Challenges -
[1] Can you update the marble cake text, starting at "Fresh from the" and ending at "look pretty neat.", with "caseless" replaced by "unlined"?
[2] Could you write what comes next in the marble cake text, picking up after its final sentence?

Selected text -
————

For the chocolate cake, add the dry ingredients to the bowl of melted chocolate.

Add an egg to make it stiff and glossy.

Once you’ve done the same with the white chocolate, you should have two bowls like this.

Experimental case-filling. For some I’ve started filling with white choc, before topping up with dark. And vice versa.

To get the marbled effect, use a skewer (I used a chopstick) to drag the mixture around inside the case.

When I lived in China I used chopsticks every day for every meal – including the homesick tuna pasta I was able to cobble together in my apartment. Since I’ve been back in the UK, this is the only time I’ve had a use for them (well, one of them).

They remind me a little of these beauties:

Fresh from the oven, you can see some have worked better than others. The cakes on the left are caseless, and are probably the best. On the whole they all look pretty neat.

The white chocolate with the dark on top seems to have worked best – or at least resulted in the most impressive appearance.

This is one of the caseless cakes. Thanks to lashing of vegetable oil, it came out of the tin perfectly. Result!

The swirls on the top keep it looking interesting.

And it’s worked rather nicely inside too.

The cakes with no cases are slightly smaller than the rest. Perfect for snack time!

It’s almost a shame to hide the marbled effect under some frosting. But not enough of a shame to stop me doing it.

Besides, if the top is frosted, you can surprise people when they bite into it. Like the 21st century equivalent of hiding a sixpence in a plum pudding – but without the fear of your guest breaking a tooth – followed by some no-win-no-fee litigation.

I used a simple chocolate buttercream frosting recipe and applied it with a palette knife. I was given this palette knife as part of a job-lot from my lovely mum when I went to university. Now I’ve finally found a use for it!

A generous donation

VERDICT

Taste:

Scrumptious. It’s basically the sanctioned eating-of-two-cakes-at-once. Winning!

Recipe pros:

Because of the two colours, it produces a more interesting cake than usual. The flavour is quite rich and sweet – and doesn’t use too much flour.

Recipe cons:

Reading through the recipe beforehand, there seemed to be a lot of stages. However, once I got started, it was all very simple. You’ll need two clean saucepans and two clean (big-ish) bowls – so there’s more washing-up than usual.

End Note: While searching for pictures of marbles, I came across this beguiling movie poster:

I have no idea what it’s about, considering there’s no blurb no blurb in English on IMDB. Marbles, I would have to assume.

I don’t know if you can quite make it out,  but inside those two marbles are a swastika and a Star of David. Goodness knows what that means. The kids certainly don’t look too worried. It’s all gallic good-naturedness. Probably.

————

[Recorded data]
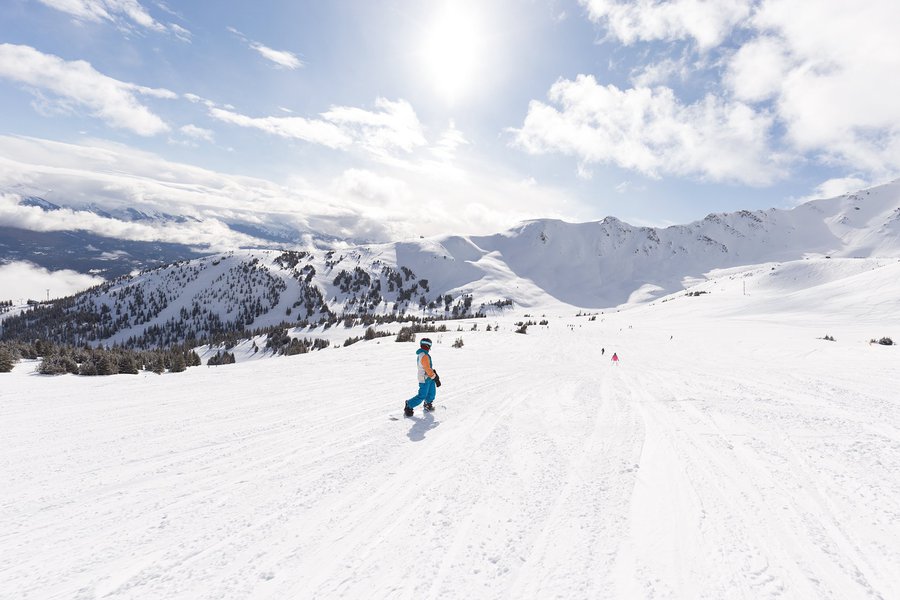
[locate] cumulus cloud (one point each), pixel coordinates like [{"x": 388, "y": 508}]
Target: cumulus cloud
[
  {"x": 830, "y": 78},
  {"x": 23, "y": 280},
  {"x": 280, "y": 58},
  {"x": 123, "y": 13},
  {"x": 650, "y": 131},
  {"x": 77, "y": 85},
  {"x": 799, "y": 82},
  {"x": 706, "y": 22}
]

————

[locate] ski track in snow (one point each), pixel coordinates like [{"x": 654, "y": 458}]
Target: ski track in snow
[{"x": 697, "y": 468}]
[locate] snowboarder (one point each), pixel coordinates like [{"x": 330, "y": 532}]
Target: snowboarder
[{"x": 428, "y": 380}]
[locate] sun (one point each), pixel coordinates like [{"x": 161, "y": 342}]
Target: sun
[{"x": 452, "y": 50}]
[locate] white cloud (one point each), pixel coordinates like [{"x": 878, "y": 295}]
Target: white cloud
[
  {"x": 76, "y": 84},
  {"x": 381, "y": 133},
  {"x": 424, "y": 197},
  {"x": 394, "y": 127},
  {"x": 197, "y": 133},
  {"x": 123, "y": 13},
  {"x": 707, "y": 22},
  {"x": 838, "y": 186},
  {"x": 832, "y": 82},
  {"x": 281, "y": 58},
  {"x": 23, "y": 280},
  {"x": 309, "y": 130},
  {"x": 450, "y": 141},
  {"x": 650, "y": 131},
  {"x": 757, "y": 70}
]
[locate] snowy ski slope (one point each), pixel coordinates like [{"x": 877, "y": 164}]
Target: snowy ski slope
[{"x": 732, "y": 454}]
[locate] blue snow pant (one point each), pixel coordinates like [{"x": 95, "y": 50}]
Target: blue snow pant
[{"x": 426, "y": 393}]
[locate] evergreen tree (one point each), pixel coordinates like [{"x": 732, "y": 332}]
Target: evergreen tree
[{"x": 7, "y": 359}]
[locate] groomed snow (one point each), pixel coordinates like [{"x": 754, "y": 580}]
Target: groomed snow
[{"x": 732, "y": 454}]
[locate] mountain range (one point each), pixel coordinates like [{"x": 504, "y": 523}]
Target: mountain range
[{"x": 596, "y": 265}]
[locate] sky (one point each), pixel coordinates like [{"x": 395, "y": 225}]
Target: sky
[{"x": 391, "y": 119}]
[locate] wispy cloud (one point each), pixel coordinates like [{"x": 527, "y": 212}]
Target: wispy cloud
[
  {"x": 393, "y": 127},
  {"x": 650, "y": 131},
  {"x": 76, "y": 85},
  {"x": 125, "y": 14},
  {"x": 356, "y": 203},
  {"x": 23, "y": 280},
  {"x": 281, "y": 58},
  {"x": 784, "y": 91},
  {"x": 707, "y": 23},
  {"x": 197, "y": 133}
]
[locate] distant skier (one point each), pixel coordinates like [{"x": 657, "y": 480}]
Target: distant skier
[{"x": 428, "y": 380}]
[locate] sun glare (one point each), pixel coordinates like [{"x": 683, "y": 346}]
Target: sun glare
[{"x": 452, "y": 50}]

————

Results of the exercise -
[1]
Fresh from the oven, you can see some have worked better than others. The cakes on the left are unlined, and are probably the best. On the whole they all look pretty neat.

[2]
Better not let the Daily Mail get hold of this – they’ll only use it as an opportunity to try and ban school French-exchanges or something.

“HAVE THE FRENCH LOST THEIR MARBLES?” the headline will read. Pointing to the poster they’ll ask: “DO YOU WANT THESE GLASSY-EYED RACE-MONGERS LEADING YOUR CHILDREN ASTRAY?”

And people will say… “Listen, I just came to this blog to read about cake and enjoy your light-hearted attempts at humour, and now I find things have taken a very confusing and unsettling turn. Let’s have less of this next time around, thank you very much.”

So there we have it. No good can come of marbles – Elgin’s, French, or otherwise. Unless of course you’re cramming them into your mouth in cake form.

Buttercream Frosted Cupcakes

4 Mar

I say this with the absolute authority of a woman experienced beyond my years: Frosting is in.

I hadn’t really attempted it, thus leaving a frosting-shaped hole in my (already-limited) repetoire.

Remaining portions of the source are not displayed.